[Extracted records]
>>>>>
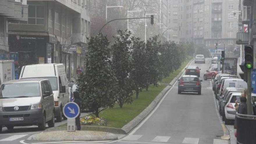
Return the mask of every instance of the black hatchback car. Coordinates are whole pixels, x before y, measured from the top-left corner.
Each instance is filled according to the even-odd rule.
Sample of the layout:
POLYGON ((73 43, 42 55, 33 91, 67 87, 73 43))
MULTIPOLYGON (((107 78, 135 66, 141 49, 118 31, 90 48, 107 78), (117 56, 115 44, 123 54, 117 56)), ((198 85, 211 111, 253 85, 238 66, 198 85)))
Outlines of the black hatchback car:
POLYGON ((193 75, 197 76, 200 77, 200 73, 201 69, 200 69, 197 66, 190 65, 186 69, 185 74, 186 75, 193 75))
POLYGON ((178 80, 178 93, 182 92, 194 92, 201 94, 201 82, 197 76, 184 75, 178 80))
<<<<<
>>>>>
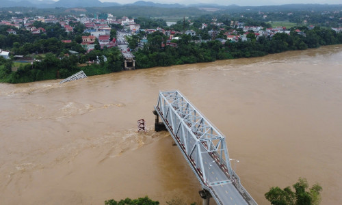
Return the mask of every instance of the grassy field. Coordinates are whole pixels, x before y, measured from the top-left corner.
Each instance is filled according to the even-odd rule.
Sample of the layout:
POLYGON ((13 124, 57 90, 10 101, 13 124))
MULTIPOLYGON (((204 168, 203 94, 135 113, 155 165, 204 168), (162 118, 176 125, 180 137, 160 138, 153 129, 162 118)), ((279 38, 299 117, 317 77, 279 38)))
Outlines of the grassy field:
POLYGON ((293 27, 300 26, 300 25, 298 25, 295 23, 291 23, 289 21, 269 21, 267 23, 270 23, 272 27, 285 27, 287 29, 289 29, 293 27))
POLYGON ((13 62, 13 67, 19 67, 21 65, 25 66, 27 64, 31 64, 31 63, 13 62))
<<<<<
>>>>>
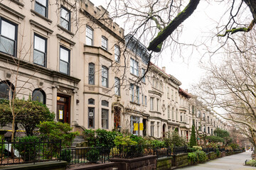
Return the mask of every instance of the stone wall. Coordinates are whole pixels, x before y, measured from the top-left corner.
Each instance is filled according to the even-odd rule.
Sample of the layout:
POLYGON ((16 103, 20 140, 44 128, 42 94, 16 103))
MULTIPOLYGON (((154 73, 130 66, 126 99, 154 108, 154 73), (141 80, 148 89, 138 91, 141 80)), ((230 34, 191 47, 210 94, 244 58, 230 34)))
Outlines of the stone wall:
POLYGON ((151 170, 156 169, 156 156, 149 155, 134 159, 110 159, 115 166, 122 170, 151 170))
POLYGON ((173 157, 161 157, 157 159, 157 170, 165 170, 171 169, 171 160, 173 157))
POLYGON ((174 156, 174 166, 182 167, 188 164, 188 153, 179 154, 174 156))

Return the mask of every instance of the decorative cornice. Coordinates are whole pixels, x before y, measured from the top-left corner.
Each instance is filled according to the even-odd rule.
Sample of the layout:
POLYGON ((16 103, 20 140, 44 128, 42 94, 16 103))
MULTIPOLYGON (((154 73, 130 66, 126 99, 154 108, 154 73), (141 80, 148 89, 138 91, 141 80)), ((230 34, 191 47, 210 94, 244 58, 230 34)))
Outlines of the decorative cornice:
<<<<<
Print the rows from the line with "Return the mask of every instance of the black" to the line with "POLYGON ((178 80, 178", both included, with each line copied unchanged.

Return the mask of every instance of the black hatchback car. Coordinates are whole pixels, x before y, measured from the top-left corner.
Each instance is filled according to the even-odd rule.
Sample of the layout:
POLYGON ((73 43, 42 55, 33 91, 67 87, 73 43))
MULTIPOLYGON (((107 78, 135 66, 141 49, 118 31, 90 48, 107 78), (117 56, 115 44, 123 54, 117 56)), ((198 85, 211 111, 253 85, 238 66, 198 85)))
Outlines of the black hatchback car:
POLYGON ((193 75, 197 76, 200 77, 200 73, 201 69, 200 69, 197 66, 190 65, 186 69, 185 74, 186 75, 193 75))
POLYGON ((178 80, 178 93, 182 92, 194 92, 201 94, 201 82, 197 76, 184 75, 178 80))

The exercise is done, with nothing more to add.